- **STATED GOAL**: Print the line containing "Tag one point on each instance of the red painted" and each line after it through the end, please, with nothing added.

——

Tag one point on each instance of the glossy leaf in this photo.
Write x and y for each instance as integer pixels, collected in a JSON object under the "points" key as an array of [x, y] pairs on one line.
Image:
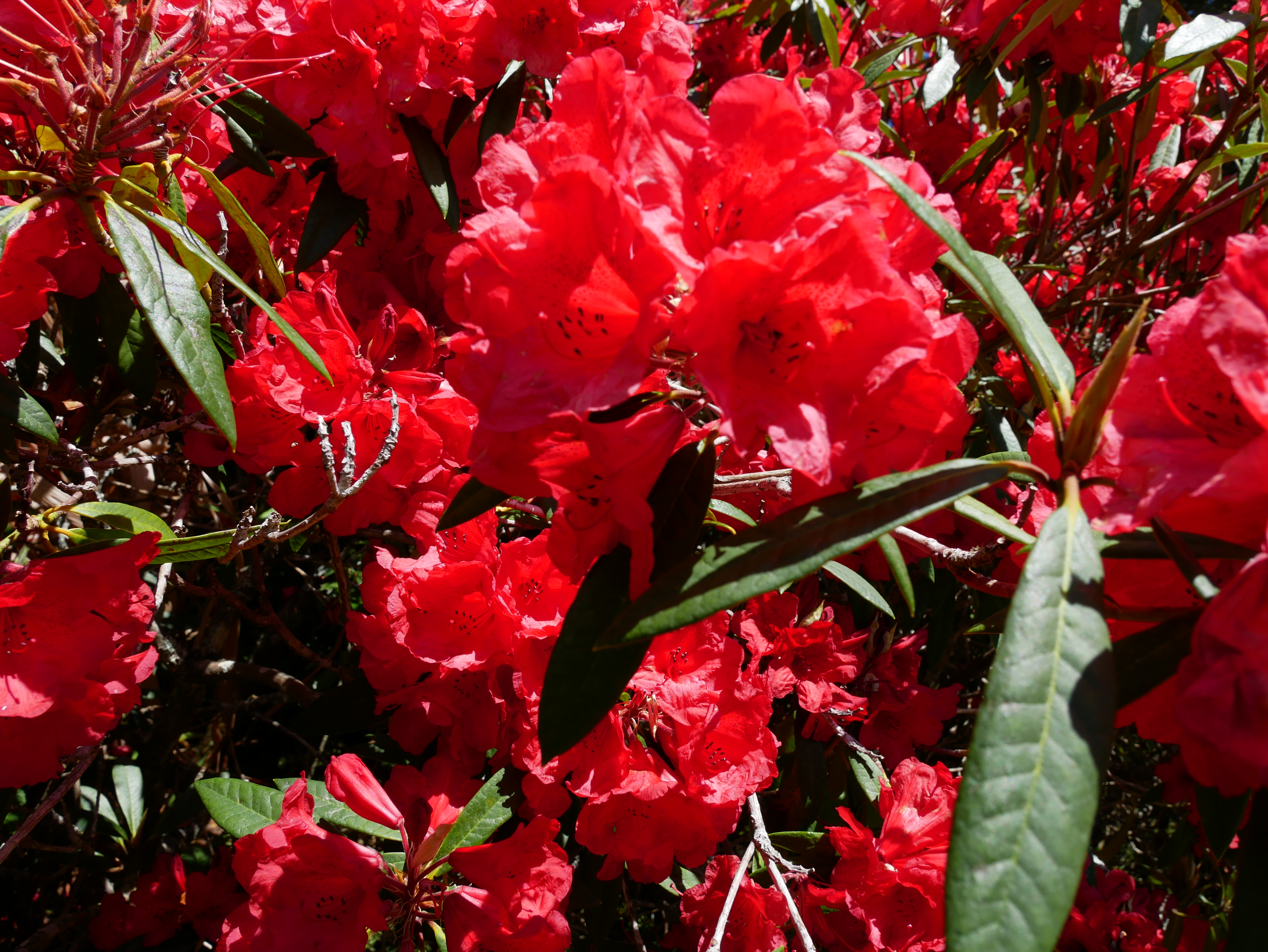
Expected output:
{"points": [[888, 546], [1138, 26], [1222, 817], [504, 106], [1033, 776], [258, 240], [196, 245], [481, 818], [1085, 434], [1145, 660], [328, 808], [130, 794], [330, 217], [434, 166], [991, 281], [474, 499], [1204, 32], [239, 807], [864, 589], [983, 515], [796, 544], [123, 516], [26, 412], [194, 548], [177, 314]]}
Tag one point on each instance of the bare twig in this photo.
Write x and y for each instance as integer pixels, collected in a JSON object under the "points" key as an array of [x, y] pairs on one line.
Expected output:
{"points": [[774, 860], [741, 871], [85, 756]]}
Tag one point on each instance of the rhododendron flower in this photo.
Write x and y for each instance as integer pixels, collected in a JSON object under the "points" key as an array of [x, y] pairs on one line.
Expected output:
{"points": [[755, 919], [518, 897], [306, 887], [75, 634], [165, 899], [888, 890], [1222, 693]]}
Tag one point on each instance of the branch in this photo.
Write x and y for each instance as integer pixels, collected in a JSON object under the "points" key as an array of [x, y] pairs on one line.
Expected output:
{"points": [[774, 860], [85, 756], [716, 942]]}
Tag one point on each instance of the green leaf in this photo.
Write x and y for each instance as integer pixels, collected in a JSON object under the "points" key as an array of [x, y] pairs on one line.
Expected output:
{"points": [[123, 516], [26, 412], [127, 340], [330, 216], [731, 511], [472, 500], [941, 79], [13, 217], [1145, 660], [983, 515], [328, 808], [1138, 25], [240, 808], [1204, 32], [991, 281], [485, 813], [258, 239], [1248, 926], [194, 548], [1222, 816], [177, 314], [1033, 775], [504, 104], [796, 544], [860, 585], [130, 792], [198, 248], [434, 166], [583, 685], [888, 546], [1085, 434], [269, 126]]}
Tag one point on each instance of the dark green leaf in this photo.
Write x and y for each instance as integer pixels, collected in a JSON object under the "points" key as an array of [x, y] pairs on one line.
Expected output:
{"points": [[198, 248], [481, 818], [239, 807], [860, 585], [796, 544], [1138, 23], [1145, 660], [177, 314], [888, 546], [126, 336], [194, 548], [328, 808], [472, 500], [628, 408], [1222, 816], [434, 166], [26, 412], [1248, 927], [271, 127], [504, 106], [330, 217], [123, 516], [1033, 775]]}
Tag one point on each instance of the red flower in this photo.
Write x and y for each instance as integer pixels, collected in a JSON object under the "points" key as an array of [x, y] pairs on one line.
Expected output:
{"points": [[1222, 694], [165, 899], [755, 921], [518, 897], [307, 888], [75, 634], [889, 889]]}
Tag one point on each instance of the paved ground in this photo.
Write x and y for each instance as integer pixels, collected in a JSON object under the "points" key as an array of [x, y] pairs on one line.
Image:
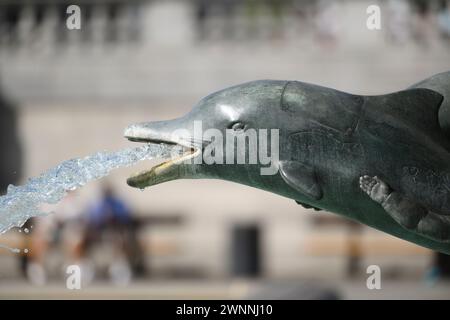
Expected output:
{"points": [[354, 289]]}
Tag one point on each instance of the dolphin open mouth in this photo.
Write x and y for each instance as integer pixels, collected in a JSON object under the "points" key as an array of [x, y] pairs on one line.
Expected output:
{"points": [[167, 170]]}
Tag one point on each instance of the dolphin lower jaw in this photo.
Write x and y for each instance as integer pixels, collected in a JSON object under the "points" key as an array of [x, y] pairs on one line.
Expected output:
{"points": [[167, 171]]}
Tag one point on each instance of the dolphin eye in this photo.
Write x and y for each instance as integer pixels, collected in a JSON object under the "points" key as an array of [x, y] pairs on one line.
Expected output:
{"points": [[237, 126]]}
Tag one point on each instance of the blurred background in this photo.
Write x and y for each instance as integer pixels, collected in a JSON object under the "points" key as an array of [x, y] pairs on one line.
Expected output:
{"points": [[70, 93]]}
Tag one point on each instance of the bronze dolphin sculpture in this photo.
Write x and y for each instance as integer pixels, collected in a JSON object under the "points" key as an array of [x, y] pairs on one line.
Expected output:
{"points": [[381, 160]]}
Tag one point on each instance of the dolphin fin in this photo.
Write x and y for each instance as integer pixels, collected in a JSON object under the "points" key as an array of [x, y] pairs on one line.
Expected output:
{"points": [[301, 177], [418, 106]]}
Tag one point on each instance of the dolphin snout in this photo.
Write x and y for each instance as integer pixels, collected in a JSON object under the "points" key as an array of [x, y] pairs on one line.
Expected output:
{"points": [[156, 132]]}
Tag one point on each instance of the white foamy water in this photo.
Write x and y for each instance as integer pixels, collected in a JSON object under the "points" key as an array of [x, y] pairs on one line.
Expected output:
{"points": [[23, 202]]}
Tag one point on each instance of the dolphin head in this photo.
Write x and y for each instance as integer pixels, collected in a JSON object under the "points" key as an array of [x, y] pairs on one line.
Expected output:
{"points": [[237, 114]]}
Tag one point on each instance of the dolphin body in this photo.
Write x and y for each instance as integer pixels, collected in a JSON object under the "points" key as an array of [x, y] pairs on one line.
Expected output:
{"points": [[328, 140]]}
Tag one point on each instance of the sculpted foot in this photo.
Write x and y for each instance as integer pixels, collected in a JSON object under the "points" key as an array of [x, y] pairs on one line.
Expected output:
{"points": [[377, 190]]}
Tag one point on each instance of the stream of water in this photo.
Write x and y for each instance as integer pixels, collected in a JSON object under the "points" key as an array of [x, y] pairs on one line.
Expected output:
{"points": [[23, 202]]}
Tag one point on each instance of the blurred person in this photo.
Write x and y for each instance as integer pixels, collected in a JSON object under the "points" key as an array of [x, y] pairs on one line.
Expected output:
{"points": [[110, 222], [61, 229]]}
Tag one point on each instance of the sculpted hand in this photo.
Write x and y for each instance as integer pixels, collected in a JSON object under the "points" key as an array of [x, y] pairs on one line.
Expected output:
{"points": [[375, 188]]}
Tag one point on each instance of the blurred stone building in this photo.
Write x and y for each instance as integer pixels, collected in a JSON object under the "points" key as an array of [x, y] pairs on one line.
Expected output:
{"points": [[139, 60]]}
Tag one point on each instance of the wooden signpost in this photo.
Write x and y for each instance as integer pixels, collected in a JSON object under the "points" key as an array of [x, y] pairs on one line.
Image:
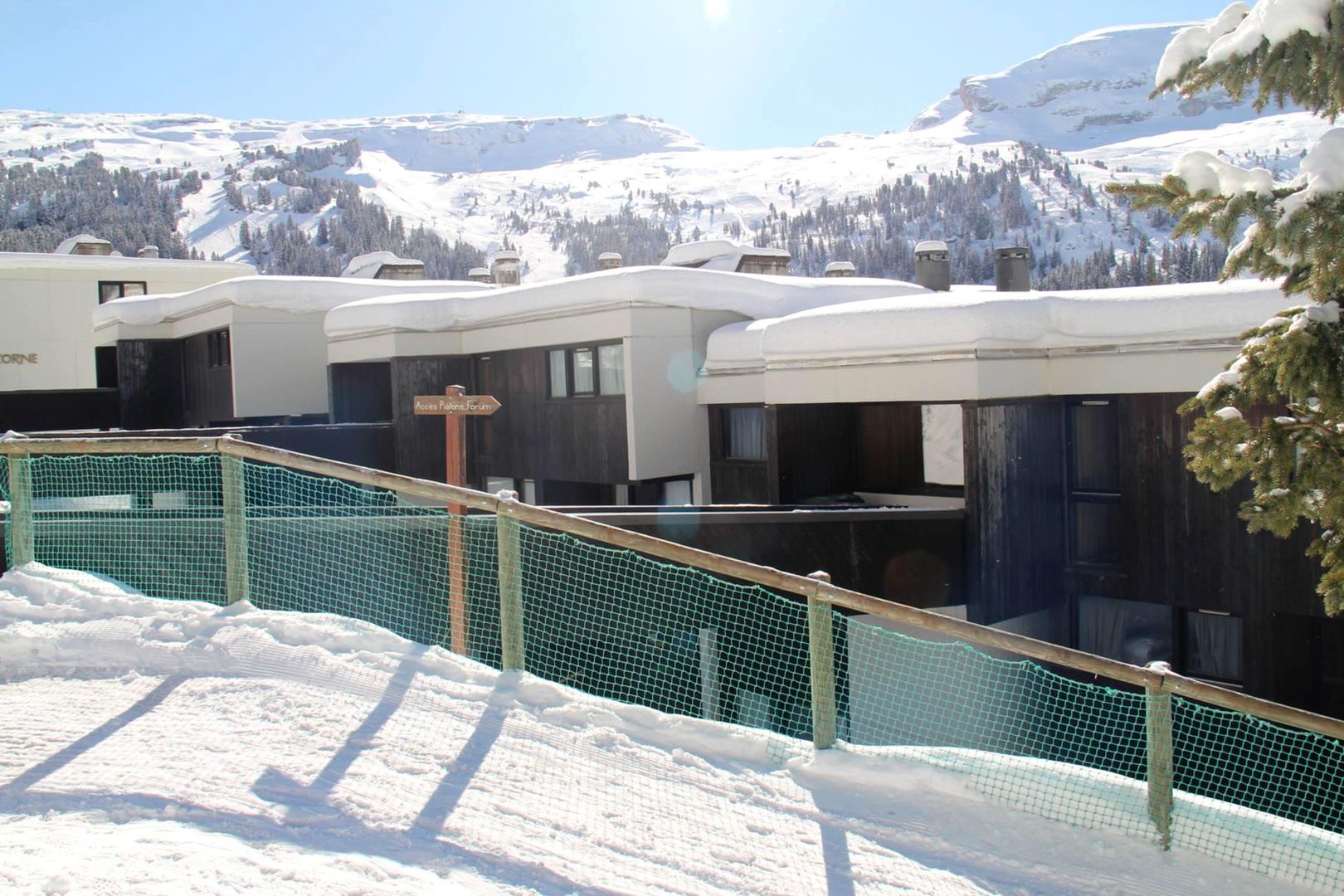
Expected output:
{"points": [[453, 406]]}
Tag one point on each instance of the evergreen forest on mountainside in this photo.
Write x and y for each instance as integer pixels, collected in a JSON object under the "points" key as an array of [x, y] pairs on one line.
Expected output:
{"points": [[327, 222]]}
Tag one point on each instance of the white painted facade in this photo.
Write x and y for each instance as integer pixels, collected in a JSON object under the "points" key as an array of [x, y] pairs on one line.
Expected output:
{"points": [[275, 338], [46, 299], [663, 316], [667, 430]]}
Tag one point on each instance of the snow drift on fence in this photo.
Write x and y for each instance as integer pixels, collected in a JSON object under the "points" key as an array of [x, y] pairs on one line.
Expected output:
{"points": [[166, 747]]}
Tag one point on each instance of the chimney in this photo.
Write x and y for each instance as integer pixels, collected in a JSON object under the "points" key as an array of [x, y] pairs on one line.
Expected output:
{"points": [[507, 269], [763, 261], [1012, 269], [84, 245], [933, 268]]}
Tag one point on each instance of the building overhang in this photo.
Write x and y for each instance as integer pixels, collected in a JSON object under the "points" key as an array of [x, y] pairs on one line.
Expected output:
{"points": [[971, 375]]}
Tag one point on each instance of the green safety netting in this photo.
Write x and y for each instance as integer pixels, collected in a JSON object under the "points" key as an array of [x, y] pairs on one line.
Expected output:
{"points": [[621, 625]]}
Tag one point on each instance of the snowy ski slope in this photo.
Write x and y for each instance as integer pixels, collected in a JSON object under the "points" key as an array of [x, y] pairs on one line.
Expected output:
{"points": [[168, 747], [464, 173]]}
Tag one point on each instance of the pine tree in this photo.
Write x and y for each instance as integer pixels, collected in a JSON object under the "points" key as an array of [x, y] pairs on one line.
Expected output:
{"points": [[1276, 414]]}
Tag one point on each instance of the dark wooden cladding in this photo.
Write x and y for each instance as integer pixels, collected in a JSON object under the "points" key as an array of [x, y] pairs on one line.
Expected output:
{"points": [[1187, 547], [1015, 508], [149, 379], [916, 561], [1181, 544], [420, 440], [890, 445], [360, 392], [815, 450], [733, 481], [533, 436], [207, 391], [34, 411], [815, 445]]}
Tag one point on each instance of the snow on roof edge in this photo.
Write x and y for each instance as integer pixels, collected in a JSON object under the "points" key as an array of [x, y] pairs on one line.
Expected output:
{"points": [[696, 289], [292, 295], [981, 320]]}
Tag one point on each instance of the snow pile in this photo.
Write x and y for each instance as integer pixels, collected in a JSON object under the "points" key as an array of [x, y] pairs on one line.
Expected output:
{"points": [[986, 320], [167, 747], [1194, 42], [717, 254], [1273, 21], [1205, 171], [69, 245], [696, 289], [293, 295], [370, 264], [1089, 91], [1322, 173]]}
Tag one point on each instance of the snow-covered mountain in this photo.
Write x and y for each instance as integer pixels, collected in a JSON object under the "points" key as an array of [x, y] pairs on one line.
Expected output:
{"points": [[485, 179], [1090, 91]]}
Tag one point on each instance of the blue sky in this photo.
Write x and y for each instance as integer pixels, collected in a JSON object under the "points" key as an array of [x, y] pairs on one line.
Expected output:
{"points": [[734, 73]]}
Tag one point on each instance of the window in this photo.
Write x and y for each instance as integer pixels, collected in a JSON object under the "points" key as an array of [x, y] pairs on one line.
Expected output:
{"points": [[110, 290], [559, 373], [105, 366], [1127, 631], [676, 494], [1093, 449], [743, 433], [587, 370], [217, 348], [1213, 645], [582, 364], [611, 362]]}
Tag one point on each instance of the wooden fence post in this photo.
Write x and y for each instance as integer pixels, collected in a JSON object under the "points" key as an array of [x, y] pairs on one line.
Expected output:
{"points": [[513, 649], [711, 691], [821, 653], [1160, 772], [231, 479], [22, 538]]}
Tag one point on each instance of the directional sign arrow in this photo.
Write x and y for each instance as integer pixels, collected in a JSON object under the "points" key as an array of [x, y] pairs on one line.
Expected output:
{"points": [[455, 405]]}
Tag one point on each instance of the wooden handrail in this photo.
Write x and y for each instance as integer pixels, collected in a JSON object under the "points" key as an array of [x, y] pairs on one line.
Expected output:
{"points": [[730, 567]]}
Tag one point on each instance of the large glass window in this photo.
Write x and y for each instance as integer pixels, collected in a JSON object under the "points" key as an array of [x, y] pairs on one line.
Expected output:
{"points": [[217, 345], [743, 433], [611, 360], [1094, 509], [587, 370], [1213, 645], [559, 373], [1127, 631], [110, 290], [582, 359]]}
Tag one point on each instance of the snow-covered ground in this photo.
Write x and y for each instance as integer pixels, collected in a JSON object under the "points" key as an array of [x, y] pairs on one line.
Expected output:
{"points": [[168, 747]]}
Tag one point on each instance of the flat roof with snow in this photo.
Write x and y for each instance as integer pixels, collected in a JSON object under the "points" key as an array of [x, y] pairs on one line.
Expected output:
{"points": [[288, 295], [971, 344], [578, 308]]}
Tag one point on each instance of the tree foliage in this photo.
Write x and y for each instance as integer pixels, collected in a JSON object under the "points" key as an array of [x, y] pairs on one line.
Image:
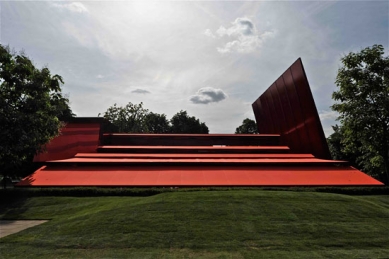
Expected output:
{"points": [[181, 122], [157, 123], [248, 127], [129, 119], [133, 118], [363, 105], [31, 107]]}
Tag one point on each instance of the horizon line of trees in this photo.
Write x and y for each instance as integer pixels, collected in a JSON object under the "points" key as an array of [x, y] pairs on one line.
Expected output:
{"points": [[134, 118], [32, 107]]}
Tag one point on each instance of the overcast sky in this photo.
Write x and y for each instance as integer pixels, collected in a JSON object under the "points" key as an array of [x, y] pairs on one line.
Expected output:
{"points": [[212, 59]]}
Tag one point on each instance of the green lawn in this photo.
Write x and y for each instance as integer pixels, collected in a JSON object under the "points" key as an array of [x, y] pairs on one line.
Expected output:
{"points": [[211, 224]]}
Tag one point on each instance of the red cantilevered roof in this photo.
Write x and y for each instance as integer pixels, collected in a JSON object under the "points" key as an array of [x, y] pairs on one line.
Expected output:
{"points": [[182, 176]]}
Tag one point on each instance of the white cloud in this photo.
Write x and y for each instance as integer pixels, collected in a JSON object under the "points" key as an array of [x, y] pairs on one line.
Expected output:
{"points": [[76, 7], [140, 91], [209, 33], [207, 95], [245, 37]]}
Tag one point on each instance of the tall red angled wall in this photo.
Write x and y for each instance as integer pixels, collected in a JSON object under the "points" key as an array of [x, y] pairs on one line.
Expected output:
{"points": [[80, 135], [287, 108]]}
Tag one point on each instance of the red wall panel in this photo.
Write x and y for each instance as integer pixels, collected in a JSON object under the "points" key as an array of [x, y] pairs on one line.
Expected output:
{"points": [[287, 108], [80, 135]]}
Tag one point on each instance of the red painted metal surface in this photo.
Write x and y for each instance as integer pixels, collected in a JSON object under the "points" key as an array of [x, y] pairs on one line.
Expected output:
{"points": [[116, 139], [193, 161], [210, 155], [193, 149], [149, 176], [287, 108], [78, 135]]}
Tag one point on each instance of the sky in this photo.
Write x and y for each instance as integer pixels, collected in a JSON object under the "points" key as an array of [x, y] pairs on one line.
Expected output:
{"points": [[210, 58]]}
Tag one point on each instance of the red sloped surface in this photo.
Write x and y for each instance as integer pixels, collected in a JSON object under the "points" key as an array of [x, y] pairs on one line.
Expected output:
{"points": [[74, 138], [210, 155], [148, 176], [194, 160]]}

——

- **THE RESPONSE**:
Tag one point on each instance of the red painted metal surface in this photo.
Write x and y for each instance as integer pixels, collected in a JSON object under the "points" key as an array of [x, y] pairs on one line.
Expected output:
{"points": [[116, 139], [193, 161], [210, 155], [193, 149], [149, 176], [287, 108], [78, 135]]}
Tag one point on each instance of the sky in this photo.
Write x and y for each instance as integer pixels, collected in a JSON object under the "points" key as an array of [x, y] pairs on one line.
Expected output:
{"points": [[210, 58]]}
Tag one point on each instance of the red sloped surface in this photo.
Write x and y for each instance as integer pixels, collected in a JSON object under the "points" key as an array of [x, y] pairs on one line.
Expected output:
{"points": [[74, 138], [210, 155], [148, 176], [194, 160]]}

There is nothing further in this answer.